LISTE DES TÂCHES:
(A) Répondez à ces questions à partir du texte sur la note adressée à Alexis Kohler :
(i) Sur quel site l'auteur a-t-il lu l'essentiel de l'affaire ?
(ii) Quel président l'auteur prend-il comme exemple pour imaginer la même situation ?
(iii) Combien de temps après la note la procédure est-elle classée sans suite ?
(B) Ces affirmations sont-elles conformes au texte sur la note adressée à Alexis Kohler ? Répondez par oui ou par non et citez les mots du texte qui tranchent.
(i) L'auteur affirme qu'il aurait protesté si Nicolas Sarkozy avait agi de la même manière.
(ii) Selon Mediapart, les investigations initiales étaient peu concluantes.
(iii) La procédure a été classée sans suite.
(C) Prolongez le texte sur la note adressée à Alexis Kohler en reprenant juste après sa dernière phrase.
++++ TEXTE À LIRE
J’ai été très attentif à cette affaire dont j’ai lu l’essentiel sur Mediapart. Essayons d’imaginer que, par exemple, Nicolas Sarkozy ait agi de la même manière lors de son quinquennat avec son secrétaire général. Il est évident que tout le monde aurait poussé des hauts cris, et moi le premier.
Si, en effet, les investigations initiales étaient accablantes comme le prétend Mediapart, cette note adressée par le Président à Alexis Kohler qu’il a évidemment remise aux enquêteurs ou au parquet national financier prend une importance toute particulière puisqu’un mois plus tard, la procédure est classée sans suite.
++++++++
++++ DONNÉES SOURCES
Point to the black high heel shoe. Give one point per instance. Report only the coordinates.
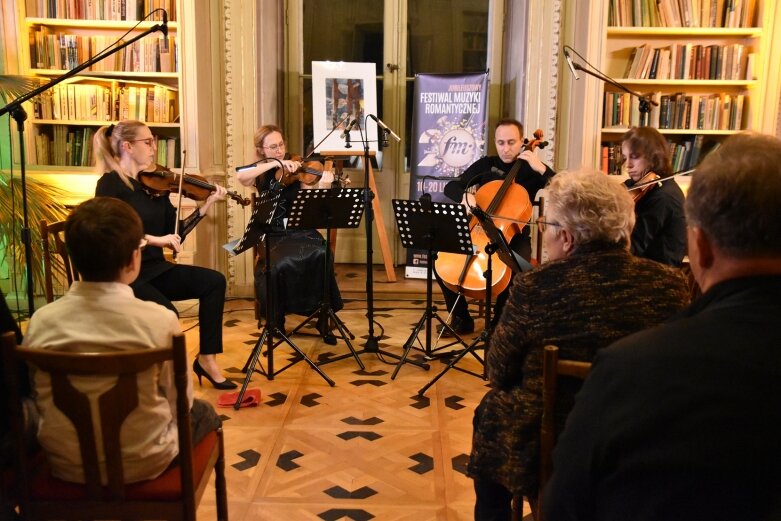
++++++++
TÂCHES RÉSOLUES:
(A)
(i) Sur Mediapart.
(ii) Nicolas Sarkozy.
(iii) Un mois plus tard.

(B)
(i) Oui : « tout le monde aurait poussé des hauts cris, et moi le premier ».
(ii) Non : « les investigations initiales étaient accablantes comme le prétend Mediapart ».
(iii) Oui : « la procédure est classée sans suite ».

(C)
Même si les premières investigations n’étaient pas accablantes et si la note du président de la République n’a pas été l’élément décisif, il y a, dans tous les cas, une intervention discutable d’un Président dans une enquête. Ce Président fait souffler le chaud et le froid en matière judiciaire. On connaît le scandale Fillon sur le plan judiciaro-politique. Il décide de saisir le CSM pour savoir si la procédure a été instruite en toute sérénité et si l’indépendance de la justice n'a pas été battue en brèche. Le 1er juillet 2019, il envoie cette note de service qui, d’une certaine manière, bat en brèche les principes dont il demande l’application.
Il y a là quelque chose d’assez surprenant. Faut-il peut-être accepter que, sur un plan psychologique, ce Président n’éprouve aucune difficulté à se dédoubler, c’est-à-dire demander l’application des valeurs et des principes. Par ailleurs, lorsqu’il s’agit de lui ou de ses auxiliaires immédiats et remarquables dont il a besoin, il n’hésite pas à battre en brèche ces mêmes principes.
Il prend une mesure habile qui, à mon avis, n’aboutira pas à grand-chose. Je ne suis pas persuadé que le CSM, faute de moyens, sera très audacieux, mais il le fait. Pour sauver la mise à Alexis Kohler, qui est tout de même le seul être qu’il trouvait à son niveau, voire plus intelligent que lui, il envoie cette note qui est peu ou prou une immixtion dans une enquête dont il n’aurait pas dû se mêler.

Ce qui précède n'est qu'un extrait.